== EXTRAIT DU DOCUMENT ==
De manière globale, les salariés d'Engie se mobilisent très peu : 3,71% seulement d'entre eux ont répondu au dernier appel à la grève, le 6 octobre dernier, de la branche professionnelle des Industries électriques et gazières (IEG, qui concentre plus de 160 entreprises et 140.000 salariés). Ce chiffre s'élevait pourtant à 26% pour ce qui est de sa filiale GRDF, et de 20% chez GRTgaz. Et ceci, pour plusieurs raisons : d'abord, le groupe « rayonne sur trois fédérations CGT différentes, entre l'énergie, la construction et la métallurgie », explique Fabrice Coudour, secrétaire fédéral de la FNME-CGT.

Concrètement, sur les 44.000 salariés français, 20.000 ne relèvent pas du statut des IEG, et ne sont donc pas concernés par les appels à la grève de cette branche. Mais même pour le reste, « beaucoup de métiers différents coexistent, dont la plupart appartiennent à l'industrie du service, avec une culture syndicale et une pénibilité moins fortes qu'en raffinerie, par exemple », note Arnauld Prigent.

« Culturellement, ce sont donc plutôt les salariés de Storengy [qui gèrent les réserves souterraines de gaz naturel, ndlr], du distributeur de gaz GRDF ou du gestionnaire de réseau de transport de gaz GRTgaz qui se mobilisent », poursuit Fabrice Coudour.

== EXERCICE COURT A ==
Repérez, parmi les lignes ci-dessous, toutes celles qui contiennent la chaîne « utility », puis recopiez-les.

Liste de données
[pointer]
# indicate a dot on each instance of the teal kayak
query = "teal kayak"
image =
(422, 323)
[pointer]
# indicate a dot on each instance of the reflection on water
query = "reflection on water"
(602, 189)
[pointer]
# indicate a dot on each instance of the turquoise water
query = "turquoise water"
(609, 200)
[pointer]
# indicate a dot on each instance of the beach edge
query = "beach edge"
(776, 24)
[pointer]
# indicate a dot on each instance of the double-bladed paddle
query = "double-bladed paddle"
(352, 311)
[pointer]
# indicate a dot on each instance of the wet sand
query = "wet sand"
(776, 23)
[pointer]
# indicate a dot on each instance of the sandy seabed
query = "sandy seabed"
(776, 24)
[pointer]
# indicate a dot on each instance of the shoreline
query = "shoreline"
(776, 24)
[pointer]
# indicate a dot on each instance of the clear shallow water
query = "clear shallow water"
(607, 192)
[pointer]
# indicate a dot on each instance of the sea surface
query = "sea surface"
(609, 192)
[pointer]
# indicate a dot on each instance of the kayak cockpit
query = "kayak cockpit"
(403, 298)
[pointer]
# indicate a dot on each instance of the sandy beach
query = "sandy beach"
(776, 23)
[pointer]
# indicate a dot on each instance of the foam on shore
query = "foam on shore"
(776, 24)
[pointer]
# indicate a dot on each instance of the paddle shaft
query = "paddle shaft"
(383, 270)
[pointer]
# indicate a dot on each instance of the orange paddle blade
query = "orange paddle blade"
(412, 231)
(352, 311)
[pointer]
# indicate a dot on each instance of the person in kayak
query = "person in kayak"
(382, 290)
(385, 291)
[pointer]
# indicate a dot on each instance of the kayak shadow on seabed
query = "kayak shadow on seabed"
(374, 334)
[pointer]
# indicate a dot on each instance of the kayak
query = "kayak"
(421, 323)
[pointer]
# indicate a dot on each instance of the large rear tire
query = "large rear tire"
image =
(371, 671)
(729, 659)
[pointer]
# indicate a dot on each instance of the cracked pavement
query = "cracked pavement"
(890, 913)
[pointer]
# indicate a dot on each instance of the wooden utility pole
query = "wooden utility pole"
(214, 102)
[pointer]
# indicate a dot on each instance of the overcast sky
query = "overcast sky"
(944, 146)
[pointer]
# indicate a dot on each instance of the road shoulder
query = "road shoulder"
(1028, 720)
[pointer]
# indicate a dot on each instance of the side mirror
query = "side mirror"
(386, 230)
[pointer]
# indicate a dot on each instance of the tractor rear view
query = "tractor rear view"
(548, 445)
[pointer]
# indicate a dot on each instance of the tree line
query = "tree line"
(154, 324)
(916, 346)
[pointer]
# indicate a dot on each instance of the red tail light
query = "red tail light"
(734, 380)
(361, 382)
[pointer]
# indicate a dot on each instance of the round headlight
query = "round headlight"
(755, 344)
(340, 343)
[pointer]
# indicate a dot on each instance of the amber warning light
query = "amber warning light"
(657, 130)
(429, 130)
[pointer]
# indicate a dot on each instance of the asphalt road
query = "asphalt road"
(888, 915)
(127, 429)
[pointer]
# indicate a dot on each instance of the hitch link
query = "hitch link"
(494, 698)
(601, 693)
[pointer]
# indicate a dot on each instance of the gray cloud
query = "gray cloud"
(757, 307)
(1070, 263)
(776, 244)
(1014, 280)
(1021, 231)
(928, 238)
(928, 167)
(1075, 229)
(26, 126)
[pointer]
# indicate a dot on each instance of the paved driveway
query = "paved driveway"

== EXERCICE COURT B ==
Recopiez intégralement l'extrait ci-dessus sur la mobilisation des salariés d'Engie lors des appels à la grève.

== RÉPONSE ATTENDUE A ==
# indicate a dot on each instance of the wooden utility pole
query = "wooden utility pole"

== RÉPONSE ATTENDUE B ==
De manière globale, les salariés d'Engie se mobilisent très peu : 3,71% seulement d'entre eux ont répondu au dernier appel à la grève, le 6 octobre dernier, de la branche professionnelle des Industries électriques et gazières (IEG, qui concentre plus de 160 entreprises et 140.000 salariés). Ce chiffre s'élevait pourtant à 26% pour ce qui est de sa filiale GRDF, et de 20% chez GRTgaz. Et ceci, pour plusieurs raisons : d'abord, le groupe « rayonne sur trois fédérations CGT différentes, entre l'énergie, la construction et la métallurgie », explique Fabrice Coudour, secrétaire fédéral de la FNME-CGT.

Concrètement, sur les 44.000 salariés français, 20.000 ne relèvent pas du statut des IEG, et ne sont donc pas concernés par les appels à la grève de cette branche. Mais même pour le reste, « beaucoup de métiers différents coexistent, dont la plupart appartiennent à l'industrie du service, avec une culture syndicale et une pénibilité moins fortes qu'en raffinerie, par exemple », note Arnauld Prigent.

« Culturellement, ce sont donc plutôt les salariés de Storengy [qui gèrent les réserves souterraines de gaz naturel, ndlr], du distributeur de gaz GRDF ou du gestionnaire de réseau de transport de gaz GRTgaz qui se mobilisent », poursuit Fabrice Coudour.